Materials provided:

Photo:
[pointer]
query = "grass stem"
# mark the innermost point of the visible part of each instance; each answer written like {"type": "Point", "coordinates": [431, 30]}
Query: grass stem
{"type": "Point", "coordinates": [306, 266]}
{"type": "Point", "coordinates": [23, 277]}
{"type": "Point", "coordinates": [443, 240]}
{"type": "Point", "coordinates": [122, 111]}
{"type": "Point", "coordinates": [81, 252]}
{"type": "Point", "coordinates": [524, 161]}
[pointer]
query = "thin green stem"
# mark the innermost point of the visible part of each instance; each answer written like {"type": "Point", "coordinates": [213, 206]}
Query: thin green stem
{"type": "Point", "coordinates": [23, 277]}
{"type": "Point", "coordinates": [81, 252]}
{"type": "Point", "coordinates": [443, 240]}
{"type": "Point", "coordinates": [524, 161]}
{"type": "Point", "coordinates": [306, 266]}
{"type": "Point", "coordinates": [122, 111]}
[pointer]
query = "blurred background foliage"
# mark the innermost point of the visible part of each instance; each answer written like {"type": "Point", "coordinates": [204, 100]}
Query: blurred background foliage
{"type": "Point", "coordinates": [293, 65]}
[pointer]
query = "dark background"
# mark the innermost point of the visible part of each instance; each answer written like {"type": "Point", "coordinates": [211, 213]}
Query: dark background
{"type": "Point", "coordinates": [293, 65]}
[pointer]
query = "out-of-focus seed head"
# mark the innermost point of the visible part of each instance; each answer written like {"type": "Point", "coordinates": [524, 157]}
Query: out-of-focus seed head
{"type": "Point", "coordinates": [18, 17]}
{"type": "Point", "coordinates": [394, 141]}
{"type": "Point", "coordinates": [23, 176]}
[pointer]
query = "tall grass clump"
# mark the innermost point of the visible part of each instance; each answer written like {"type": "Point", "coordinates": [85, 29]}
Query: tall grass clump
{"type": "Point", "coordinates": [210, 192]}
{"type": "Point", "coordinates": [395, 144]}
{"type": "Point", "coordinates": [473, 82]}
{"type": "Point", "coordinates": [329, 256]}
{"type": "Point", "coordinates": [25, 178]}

What to do:
Give back all of the data above without any alteration.

Output:
Photo:
[pointer]
query = "grass stem"
# mark the innermost point of the visible part of each instance; each answer written like {"type": "Point", "coordinates": [431, 30]}
Query: grass stem
{"type": "Point", "coordinates": [306, 266]}
{"type": "Point", "coordinates": [23, 277]}
{"type": "Point", "coordinates": [443, 240]}
{"type": "Point", "coordinates": [122, 111]}
{"type": "Point", "coordinates": [81, 252]}
{"type": "Point", "coordinates": [524, 161]}
[pointer]
query = "thin green stem"
# mark the innermost point of the visible part of each instance; each answer written like {"type": "Point", "coordinates": [213, 206]}
Query: thin green stem
{"type": "Point", "coordinates": [23, 277]}
{"type": "Point", "coordinates": [81, 252]}
{"type": "Point", "coordinates": [443, 240]}
{"type": "Point", "coordinates": [524, 161]}
{"type": "Point", "coordinates": [306, 266]}
{"type": "Point", "coordinates": [122, 111]}
[pointer]
query = "blurred background foliage"
# mark the innermost point of the visible part of each instance; each answer written like {"type": "Point", "coordinates": [204, 100]}
Query: blurred background foliage
{"type": "Point", "coordinates": [293, 65]}
[pointer]
query = "dark background"
# mark the innermost point of the visible part of each instance; each answer written like {"type": "Point", "coordinates": [211, 213]}
Query: dark background
{"type": "Point", "coordinates": [293, 65]}
[pointer]
query = "out-of-focus seed head"
# mark the innermost point of the visible part of each instance; each answer written like {"type": "Point", "coordinates": [524, 157]}
Query: out-of-focus seed head
{"type": "Point", "coordinates": [18, 17]}
{"type": "Point", "coordinates": [394, 141]}
{"type": "Point", "coordinates": [23, 176]}
[pointer]
query = "tall grass clump"
# mark the innermost point of the visible part of each instance; each answer written like {"type": "Point", "coordinates": [85, 29]}
Query: tall grass clump
{"type": "Point", "coordinates": [210, 192]}
{"type": "Point", "coordinates": [395, 144]}
{"type": "Point", "coordinates": [473, 82]}
{"type": "Point", "coordinates": [329, 256]}
{"type": "Point", "coordinates": [25, 178]}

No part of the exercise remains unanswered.